Lines of the listing that contain "roof" need to be copied.

** Opening Provided data block **

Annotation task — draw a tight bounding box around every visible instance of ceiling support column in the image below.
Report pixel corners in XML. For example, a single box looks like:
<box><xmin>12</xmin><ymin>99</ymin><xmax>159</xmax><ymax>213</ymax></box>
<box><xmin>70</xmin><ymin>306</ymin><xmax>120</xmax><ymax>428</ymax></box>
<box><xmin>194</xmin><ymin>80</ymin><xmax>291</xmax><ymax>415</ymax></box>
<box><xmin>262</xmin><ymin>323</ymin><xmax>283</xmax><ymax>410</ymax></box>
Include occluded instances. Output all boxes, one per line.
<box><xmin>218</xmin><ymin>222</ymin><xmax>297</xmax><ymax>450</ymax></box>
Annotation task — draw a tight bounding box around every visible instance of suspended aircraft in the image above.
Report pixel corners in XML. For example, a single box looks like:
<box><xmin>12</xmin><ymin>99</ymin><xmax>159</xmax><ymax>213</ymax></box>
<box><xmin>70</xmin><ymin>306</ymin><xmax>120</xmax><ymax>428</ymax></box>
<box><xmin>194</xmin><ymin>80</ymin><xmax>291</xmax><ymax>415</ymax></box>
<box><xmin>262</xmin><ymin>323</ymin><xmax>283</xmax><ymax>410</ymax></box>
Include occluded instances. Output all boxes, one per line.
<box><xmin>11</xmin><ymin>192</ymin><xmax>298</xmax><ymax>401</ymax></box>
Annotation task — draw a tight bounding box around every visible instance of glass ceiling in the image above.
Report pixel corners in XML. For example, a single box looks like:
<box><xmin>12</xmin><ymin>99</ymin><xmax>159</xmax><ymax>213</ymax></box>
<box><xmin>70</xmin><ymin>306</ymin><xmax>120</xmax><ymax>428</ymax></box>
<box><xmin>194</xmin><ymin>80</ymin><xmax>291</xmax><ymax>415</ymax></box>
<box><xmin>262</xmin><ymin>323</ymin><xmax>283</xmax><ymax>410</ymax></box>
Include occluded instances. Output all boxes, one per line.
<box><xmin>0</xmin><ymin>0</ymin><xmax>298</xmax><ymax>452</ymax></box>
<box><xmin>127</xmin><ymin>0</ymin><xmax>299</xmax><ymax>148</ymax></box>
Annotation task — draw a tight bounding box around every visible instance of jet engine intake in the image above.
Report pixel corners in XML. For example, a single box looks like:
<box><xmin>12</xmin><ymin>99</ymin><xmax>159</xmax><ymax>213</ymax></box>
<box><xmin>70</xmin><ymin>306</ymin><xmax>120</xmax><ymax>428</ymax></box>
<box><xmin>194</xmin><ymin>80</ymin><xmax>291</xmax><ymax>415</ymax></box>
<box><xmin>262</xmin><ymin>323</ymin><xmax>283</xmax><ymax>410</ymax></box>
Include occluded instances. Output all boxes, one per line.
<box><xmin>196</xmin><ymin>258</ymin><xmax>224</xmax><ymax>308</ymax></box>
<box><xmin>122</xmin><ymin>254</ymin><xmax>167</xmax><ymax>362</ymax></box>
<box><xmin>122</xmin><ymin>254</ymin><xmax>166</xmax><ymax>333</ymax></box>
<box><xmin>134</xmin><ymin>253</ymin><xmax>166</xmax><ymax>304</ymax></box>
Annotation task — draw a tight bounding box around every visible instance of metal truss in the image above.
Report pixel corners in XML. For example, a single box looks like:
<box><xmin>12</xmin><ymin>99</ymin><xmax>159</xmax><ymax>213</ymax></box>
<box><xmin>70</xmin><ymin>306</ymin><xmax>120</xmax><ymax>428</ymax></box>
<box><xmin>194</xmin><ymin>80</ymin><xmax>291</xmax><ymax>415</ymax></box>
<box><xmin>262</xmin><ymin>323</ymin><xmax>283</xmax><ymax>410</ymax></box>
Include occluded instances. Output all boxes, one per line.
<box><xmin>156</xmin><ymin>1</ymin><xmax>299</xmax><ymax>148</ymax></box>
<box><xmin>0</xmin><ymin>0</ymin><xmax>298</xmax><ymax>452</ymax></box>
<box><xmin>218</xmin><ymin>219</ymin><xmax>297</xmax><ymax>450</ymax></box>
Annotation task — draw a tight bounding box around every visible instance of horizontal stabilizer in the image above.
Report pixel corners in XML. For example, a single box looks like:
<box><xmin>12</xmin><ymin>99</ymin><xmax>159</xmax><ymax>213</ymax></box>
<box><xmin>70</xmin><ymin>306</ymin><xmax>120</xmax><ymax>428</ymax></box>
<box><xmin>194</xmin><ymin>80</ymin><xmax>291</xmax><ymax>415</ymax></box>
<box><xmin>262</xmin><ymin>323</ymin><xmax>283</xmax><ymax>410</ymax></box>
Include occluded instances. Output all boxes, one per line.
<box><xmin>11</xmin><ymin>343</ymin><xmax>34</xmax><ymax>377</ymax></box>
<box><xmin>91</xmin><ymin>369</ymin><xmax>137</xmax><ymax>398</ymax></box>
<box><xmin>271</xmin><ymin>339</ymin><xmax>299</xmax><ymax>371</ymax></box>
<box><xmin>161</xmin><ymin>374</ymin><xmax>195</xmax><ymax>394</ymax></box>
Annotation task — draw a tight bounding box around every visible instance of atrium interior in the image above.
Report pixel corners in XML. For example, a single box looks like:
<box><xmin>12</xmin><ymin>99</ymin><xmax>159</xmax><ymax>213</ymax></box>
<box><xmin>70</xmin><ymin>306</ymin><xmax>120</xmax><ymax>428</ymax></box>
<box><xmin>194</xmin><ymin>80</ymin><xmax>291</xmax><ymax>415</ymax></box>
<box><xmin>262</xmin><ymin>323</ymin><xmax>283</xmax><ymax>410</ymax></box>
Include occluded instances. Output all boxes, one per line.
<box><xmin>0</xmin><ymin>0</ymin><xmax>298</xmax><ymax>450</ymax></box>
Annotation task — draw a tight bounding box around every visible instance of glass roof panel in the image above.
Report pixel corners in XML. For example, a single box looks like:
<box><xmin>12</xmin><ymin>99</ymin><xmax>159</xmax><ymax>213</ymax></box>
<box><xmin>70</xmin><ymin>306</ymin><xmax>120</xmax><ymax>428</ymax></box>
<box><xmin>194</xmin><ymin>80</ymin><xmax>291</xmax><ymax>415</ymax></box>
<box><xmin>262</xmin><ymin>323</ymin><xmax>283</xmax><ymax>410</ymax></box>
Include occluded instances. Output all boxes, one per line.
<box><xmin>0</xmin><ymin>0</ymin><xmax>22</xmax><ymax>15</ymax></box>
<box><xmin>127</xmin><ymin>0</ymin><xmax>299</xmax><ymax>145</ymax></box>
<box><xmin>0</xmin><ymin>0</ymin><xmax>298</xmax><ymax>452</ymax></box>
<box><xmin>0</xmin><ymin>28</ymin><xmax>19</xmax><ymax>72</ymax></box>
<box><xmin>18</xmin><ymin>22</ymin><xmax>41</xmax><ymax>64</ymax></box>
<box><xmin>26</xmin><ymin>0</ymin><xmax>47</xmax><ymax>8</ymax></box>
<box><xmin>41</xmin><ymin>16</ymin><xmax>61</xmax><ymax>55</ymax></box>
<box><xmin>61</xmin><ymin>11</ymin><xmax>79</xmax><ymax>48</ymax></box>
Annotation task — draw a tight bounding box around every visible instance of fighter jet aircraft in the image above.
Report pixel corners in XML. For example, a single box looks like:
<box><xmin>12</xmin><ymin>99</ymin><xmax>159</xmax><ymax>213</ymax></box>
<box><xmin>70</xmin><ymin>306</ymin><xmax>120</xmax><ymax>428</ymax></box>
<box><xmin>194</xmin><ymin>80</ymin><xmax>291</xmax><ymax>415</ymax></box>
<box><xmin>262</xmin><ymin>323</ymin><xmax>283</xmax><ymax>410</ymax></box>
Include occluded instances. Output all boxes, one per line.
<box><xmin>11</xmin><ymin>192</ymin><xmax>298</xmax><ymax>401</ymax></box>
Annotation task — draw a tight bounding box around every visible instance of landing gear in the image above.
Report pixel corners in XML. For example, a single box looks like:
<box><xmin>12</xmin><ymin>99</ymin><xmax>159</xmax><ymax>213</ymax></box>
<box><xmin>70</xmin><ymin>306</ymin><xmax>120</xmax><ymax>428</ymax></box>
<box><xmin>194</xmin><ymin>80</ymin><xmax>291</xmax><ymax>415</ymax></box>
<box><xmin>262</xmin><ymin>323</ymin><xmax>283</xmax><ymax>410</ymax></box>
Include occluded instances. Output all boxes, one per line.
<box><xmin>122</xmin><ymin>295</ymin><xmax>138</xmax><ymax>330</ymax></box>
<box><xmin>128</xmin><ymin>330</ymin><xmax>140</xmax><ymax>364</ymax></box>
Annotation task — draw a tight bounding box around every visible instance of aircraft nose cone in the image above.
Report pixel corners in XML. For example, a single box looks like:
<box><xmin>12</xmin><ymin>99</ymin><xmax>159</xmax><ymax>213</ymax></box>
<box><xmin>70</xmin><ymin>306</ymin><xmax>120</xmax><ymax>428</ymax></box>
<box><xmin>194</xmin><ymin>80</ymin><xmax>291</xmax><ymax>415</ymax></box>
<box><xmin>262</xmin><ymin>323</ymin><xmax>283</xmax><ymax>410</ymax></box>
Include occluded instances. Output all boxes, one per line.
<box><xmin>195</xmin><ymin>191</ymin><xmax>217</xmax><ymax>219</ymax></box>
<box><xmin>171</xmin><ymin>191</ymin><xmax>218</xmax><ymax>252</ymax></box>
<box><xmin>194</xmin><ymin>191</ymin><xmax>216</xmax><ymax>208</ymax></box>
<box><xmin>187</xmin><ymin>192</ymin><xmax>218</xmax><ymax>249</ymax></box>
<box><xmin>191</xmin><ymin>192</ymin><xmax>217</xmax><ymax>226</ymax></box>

** Closing Provided data block **
** Opening Provided data block **

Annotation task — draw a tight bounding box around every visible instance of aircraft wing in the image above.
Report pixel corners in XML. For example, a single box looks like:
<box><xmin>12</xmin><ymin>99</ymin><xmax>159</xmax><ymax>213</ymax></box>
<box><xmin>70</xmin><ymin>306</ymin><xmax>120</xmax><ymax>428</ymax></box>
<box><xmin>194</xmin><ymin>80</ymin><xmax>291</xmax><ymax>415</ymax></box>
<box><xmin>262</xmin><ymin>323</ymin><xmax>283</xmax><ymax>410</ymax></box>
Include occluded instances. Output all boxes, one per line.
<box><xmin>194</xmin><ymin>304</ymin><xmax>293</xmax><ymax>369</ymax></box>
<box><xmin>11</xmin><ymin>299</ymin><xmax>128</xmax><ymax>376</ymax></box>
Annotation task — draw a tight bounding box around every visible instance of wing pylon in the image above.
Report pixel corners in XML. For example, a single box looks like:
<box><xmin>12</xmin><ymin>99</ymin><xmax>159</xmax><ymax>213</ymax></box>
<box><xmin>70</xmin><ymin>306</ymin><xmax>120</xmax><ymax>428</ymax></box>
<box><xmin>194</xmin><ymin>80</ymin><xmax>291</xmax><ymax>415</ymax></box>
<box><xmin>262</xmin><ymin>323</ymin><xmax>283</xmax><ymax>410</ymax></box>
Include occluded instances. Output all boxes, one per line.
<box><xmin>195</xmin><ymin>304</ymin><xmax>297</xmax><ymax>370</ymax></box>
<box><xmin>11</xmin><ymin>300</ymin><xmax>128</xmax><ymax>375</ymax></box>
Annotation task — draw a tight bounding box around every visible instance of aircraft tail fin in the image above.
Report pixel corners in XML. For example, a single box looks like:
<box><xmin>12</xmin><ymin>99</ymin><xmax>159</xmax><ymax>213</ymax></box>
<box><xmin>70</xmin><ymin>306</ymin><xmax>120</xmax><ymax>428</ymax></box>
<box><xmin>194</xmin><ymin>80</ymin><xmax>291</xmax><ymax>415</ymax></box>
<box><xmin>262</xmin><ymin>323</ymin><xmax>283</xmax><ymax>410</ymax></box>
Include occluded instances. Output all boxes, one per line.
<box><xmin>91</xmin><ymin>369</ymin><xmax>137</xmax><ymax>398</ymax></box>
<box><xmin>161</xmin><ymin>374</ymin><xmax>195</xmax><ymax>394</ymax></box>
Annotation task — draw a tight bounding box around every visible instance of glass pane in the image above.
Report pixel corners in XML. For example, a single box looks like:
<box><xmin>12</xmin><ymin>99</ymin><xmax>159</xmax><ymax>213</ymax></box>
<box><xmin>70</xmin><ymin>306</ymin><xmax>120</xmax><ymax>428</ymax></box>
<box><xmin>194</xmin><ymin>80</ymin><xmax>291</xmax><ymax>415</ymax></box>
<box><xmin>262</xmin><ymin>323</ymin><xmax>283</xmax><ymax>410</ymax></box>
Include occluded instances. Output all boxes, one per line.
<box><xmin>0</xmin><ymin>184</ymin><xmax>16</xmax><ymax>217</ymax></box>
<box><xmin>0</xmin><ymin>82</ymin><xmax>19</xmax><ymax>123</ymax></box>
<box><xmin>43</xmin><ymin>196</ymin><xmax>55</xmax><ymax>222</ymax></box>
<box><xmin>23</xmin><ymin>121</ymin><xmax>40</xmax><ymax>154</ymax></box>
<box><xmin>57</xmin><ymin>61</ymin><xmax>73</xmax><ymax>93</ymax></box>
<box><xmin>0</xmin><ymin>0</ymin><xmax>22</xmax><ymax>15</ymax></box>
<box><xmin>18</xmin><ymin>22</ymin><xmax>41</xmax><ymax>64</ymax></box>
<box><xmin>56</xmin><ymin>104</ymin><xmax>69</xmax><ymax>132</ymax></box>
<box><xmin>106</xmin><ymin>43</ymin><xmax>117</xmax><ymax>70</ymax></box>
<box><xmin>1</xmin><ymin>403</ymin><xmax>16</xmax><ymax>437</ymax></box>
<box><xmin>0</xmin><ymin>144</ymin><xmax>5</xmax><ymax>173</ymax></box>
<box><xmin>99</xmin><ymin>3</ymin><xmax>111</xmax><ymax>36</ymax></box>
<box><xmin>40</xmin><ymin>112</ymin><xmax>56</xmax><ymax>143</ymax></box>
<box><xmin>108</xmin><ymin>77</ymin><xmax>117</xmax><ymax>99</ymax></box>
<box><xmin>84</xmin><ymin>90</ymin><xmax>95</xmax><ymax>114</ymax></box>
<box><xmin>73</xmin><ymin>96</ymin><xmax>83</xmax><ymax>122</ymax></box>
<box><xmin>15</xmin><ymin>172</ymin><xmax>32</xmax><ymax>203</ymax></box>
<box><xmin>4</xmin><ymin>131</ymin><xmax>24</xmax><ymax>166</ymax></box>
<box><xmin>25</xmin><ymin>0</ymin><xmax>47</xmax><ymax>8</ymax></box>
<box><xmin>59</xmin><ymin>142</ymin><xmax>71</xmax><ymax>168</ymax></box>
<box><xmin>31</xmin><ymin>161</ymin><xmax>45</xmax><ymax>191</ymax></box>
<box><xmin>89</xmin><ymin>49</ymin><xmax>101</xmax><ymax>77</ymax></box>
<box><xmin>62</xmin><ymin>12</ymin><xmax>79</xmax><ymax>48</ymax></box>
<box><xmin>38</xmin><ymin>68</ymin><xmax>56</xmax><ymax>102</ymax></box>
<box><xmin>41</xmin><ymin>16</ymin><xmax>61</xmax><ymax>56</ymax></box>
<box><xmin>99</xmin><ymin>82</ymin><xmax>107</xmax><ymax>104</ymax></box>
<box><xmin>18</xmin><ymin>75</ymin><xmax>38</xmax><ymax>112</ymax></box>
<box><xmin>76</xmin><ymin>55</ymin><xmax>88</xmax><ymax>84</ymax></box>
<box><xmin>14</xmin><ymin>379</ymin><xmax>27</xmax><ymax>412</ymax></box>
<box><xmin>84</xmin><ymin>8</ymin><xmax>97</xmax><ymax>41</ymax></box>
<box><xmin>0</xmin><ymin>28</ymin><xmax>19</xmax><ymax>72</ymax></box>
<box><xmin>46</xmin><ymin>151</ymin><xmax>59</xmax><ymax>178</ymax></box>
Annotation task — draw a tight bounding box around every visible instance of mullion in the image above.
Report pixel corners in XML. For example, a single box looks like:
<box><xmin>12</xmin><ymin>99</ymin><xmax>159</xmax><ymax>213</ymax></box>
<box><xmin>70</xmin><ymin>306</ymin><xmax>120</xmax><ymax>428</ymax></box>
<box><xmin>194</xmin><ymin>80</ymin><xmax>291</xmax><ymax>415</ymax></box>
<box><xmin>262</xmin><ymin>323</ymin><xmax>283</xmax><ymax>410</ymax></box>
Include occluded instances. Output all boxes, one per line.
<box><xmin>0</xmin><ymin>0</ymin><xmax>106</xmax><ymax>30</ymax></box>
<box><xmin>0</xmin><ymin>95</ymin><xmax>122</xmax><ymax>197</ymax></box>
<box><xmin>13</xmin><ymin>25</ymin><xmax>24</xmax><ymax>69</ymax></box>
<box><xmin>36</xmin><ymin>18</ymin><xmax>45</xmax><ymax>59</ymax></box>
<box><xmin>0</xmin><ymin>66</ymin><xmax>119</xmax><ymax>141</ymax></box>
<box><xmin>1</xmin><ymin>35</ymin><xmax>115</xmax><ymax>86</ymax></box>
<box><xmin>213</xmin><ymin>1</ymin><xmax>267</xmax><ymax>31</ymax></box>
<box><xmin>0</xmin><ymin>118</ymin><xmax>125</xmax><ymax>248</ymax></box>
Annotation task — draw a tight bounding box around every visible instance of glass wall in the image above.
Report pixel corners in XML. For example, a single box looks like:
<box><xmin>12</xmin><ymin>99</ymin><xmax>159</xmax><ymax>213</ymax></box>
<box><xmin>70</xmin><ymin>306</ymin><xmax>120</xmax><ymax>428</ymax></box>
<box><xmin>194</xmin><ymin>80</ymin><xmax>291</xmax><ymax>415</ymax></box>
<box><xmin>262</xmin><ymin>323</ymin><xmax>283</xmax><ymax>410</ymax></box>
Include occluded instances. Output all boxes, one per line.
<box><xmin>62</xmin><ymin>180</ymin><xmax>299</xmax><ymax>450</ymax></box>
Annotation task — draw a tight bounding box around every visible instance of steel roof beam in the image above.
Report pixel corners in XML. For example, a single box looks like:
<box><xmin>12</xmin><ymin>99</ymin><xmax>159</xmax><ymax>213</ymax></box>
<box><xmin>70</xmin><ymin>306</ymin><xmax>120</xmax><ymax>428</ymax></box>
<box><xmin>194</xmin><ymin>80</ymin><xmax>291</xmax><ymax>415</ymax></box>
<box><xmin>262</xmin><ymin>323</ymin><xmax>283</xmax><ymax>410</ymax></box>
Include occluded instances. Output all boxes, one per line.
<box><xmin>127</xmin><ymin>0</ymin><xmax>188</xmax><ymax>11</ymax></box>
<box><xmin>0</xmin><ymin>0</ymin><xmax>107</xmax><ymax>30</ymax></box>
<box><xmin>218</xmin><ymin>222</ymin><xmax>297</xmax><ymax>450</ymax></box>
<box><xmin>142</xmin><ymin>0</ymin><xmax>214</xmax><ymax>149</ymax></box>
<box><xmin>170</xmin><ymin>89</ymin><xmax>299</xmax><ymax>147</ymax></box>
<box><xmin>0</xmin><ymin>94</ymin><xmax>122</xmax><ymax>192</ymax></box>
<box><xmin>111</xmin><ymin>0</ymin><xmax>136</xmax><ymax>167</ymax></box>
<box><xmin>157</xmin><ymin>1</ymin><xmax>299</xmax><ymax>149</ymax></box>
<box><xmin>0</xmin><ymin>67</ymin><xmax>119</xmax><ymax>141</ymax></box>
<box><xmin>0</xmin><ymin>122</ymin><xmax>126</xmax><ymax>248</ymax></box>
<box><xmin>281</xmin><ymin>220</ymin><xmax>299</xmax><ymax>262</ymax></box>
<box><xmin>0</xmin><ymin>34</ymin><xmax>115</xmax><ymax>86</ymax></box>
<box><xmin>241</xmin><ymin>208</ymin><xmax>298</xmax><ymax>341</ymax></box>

** Closing Provided data block **

**Written reply:**
Annotation task — draw a tight bounding box around every visible instance of glass roof panel in the image above.
Annotation task — draw a tight bounding box around every visible instance of steel roof beam in the image above.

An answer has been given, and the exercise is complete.